» What to work on: Copy the data below without changes except one: swap the phrase "railing handrail" for "bridge railing".

» Material for the task:
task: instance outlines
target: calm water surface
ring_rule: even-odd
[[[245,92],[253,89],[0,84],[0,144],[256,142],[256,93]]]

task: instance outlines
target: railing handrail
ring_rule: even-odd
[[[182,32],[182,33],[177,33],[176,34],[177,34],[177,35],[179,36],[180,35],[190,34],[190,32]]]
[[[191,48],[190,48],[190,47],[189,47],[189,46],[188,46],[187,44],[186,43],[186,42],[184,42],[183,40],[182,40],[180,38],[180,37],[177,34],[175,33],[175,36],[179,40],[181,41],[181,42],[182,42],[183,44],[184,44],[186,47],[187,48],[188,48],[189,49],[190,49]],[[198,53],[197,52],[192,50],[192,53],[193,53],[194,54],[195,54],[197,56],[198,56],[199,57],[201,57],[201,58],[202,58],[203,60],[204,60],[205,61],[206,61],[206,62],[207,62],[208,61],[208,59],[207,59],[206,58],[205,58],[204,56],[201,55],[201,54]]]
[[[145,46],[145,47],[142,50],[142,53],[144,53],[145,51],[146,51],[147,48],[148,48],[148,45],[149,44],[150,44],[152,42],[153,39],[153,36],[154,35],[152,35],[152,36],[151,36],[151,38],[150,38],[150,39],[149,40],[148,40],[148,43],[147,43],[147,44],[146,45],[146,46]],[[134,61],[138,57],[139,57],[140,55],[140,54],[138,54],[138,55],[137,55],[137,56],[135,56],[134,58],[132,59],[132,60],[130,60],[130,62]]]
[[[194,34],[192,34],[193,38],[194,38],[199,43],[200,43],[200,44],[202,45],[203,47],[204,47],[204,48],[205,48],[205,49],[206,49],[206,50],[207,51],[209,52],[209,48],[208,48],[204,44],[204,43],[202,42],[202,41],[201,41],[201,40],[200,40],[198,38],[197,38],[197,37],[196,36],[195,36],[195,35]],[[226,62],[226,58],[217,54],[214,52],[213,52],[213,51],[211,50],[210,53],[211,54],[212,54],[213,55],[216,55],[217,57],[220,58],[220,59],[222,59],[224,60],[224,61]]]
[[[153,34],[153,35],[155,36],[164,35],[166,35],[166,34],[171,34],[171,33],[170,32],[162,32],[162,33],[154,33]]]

» Finished exercise:
task: instance outlines
target: calm water surface
ring_rule: even-odd
[[[245,92],[253,89],[0,84],[0,144],[256,142],[256,93]]]

task: instance outlines
target: bridge railing
ring_rule: even-odd
[[[182,32],[182,33],[177,33],[176,34],[177,34],[177,35],[179,36],[180,35],[190,34],[190,32]]]
[[[191,48],[190,48],[190,47],[189,47],[189,46],[188,46],[187,44],[186,43],[186,42],[184,42],[183,40],[182,40],[180,38],[180,37],[177,34],[175,33],[175,36],[179,40],[181,41],[181,42],[182,42],[183,44],[184,44],[186,47],[187,48],[188,48],[189,49],[190,49]],[[198,53],[197,52],[192,50],[192,53],[193,53],[194,54],[195,54],[197,56],[198,56],[199,57],[201,57],[201,58],[202,58],[203,60],[204,60],[205,61],[206,61],[206,62],[207,62],[208,61],[208,59],[207,59],[206,58],[205,58],[204,56],[201,55],[201,54]]]
[[[145,46],[145,47],[142,50],[142,53],[144,53],[145,51],[146,51],[147,48],[148,48],[148,45],[149,44],[150,44],[152,42],[153,39],[153,36],[154,35],[152,35],[152,36],[151,36],[151,38],[150,38],[150,39],[149,40],[148,40],[148,43],[147,43],[147,44],[146,45],[146,46]],[[134,61],[138,57],[139,57],[140,55],[140,54],[138,54],[138,55],[137,55],[137,56],[135,56],[134,58],[132,59],[132,60],[130,60],[130,62]]]
[[[194,34],[192,34],[193,38],[194,38],[199,43],[200,43],[200,44],[202,45],[203,47],[204,47],[204,48],[205,48],[205,49],[206,49],[206,50],[207,51],[209,52],[209,48],[208,48],[204,44],[204,43],[202,42],[202,41],[201,41],[201,40],[200,40],[198,38],[197,38],[197,37],[196,36],[195,36],[195,35]],[[226,62],[226,58],[217,54],[214,52],[213,52],[213,51],[211,50],[210,53],[211,54],[212,54],[213,55],[216,55],[217,57],[220,58],[220,59],[222,59],[224,60],[224,61]]]
[[[153,34],[153,35],[155,36],[164,35],[166,35],[166,34],[171,34],[171,33],[170,32],[162,32],[162,33],[154,33]]]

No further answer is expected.